- WORK ORDER
The records follow. Filter them to the lines that hold "below".

---- INPUT

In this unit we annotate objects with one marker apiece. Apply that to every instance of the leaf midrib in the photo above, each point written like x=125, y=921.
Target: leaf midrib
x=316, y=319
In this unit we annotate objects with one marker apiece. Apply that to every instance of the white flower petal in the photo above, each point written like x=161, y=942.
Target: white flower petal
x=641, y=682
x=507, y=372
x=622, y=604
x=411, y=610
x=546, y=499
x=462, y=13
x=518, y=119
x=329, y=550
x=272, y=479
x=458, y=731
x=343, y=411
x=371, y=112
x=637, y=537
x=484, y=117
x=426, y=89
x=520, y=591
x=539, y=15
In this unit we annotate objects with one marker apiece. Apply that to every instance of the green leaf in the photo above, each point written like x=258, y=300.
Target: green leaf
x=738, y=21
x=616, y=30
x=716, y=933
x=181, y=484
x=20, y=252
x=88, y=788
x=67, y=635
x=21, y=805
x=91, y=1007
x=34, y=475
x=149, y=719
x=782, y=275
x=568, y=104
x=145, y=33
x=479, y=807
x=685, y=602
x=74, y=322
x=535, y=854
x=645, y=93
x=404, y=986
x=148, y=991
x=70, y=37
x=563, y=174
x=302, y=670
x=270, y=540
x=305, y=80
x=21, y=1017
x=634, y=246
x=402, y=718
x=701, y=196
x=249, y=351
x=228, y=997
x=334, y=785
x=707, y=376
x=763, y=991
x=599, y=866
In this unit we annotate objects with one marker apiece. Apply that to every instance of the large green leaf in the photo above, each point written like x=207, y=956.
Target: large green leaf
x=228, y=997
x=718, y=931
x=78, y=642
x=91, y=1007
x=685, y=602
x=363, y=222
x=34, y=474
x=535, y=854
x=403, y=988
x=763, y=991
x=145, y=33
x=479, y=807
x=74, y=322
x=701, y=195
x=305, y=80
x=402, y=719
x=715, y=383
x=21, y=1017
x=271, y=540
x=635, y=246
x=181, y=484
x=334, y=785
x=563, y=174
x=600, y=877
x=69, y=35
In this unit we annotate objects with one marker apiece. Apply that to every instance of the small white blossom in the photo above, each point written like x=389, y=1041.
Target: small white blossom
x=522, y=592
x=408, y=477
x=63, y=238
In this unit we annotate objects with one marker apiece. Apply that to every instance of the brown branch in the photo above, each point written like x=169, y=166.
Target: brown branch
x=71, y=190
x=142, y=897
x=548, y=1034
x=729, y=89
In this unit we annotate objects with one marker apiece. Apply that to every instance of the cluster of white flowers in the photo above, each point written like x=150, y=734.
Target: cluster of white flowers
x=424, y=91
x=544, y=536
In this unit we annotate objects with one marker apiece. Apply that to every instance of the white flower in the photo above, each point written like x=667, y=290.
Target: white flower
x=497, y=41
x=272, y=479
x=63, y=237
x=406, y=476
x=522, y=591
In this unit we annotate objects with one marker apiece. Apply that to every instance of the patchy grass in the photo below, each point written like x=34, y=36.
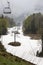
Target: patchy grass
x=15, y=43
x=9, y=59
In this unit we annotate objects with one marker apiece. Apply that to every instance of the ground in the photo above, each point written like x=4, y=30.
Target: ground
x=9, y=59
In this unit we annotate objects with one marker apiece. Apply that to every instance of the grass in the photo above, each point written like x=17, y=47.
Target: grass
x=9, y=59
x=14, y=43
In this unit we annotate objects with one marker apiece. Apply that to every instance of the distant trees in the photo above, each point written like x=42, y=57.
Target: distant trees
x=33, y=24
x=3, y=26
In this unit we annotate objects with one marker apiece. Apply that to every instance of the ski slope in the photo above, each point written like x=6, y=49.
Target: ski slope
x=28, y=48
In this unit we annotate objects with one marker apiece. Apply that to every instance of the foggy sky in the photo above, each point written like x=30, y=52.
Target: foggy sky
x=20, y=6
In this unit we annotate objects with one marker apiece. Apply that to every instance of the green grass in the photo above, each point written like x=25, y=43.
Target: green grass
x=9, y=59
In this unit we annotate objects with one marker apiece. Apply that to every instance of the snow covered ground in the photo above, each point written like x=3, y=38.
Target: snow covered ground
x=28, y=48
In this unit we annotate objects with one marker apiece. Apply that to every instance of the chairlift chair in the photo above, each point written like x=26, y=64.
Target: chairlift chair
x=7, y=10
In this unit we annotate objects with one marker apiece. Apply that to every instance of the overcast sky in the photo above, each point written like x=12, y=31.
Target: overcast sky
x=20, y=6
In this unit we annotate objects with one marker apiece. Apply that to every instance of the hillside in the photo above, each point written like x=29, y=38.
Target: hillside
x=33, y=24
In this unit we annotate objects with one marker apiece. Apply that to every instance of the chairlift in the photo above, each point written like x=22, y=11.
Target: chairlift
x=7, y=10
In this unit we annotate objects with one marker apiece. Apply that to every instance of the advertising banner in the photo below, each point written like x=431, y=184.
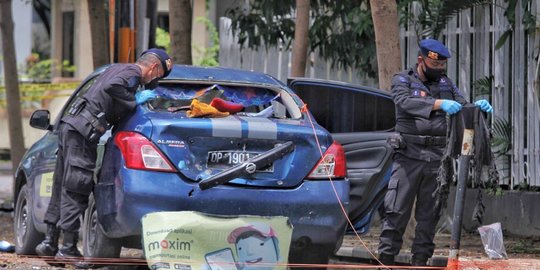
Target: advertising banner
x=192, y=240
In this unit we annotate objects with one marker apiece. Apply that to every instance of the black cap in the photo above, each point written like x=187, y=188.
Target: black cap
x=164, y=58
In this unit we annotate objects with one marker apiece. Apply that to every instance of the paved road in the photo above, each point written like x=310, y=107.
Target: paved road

--------

- EXERCISE SOLUTION
In this unit we annotate objects with one marker apiece. Apply that to every instance of the patchy grass in the photo below, each point written like x=34, y=36.
In this unit we annotate objects with one marker apiece. Apply that to every instance of the advertising banner in the photo below, each point written like x=431, y=184.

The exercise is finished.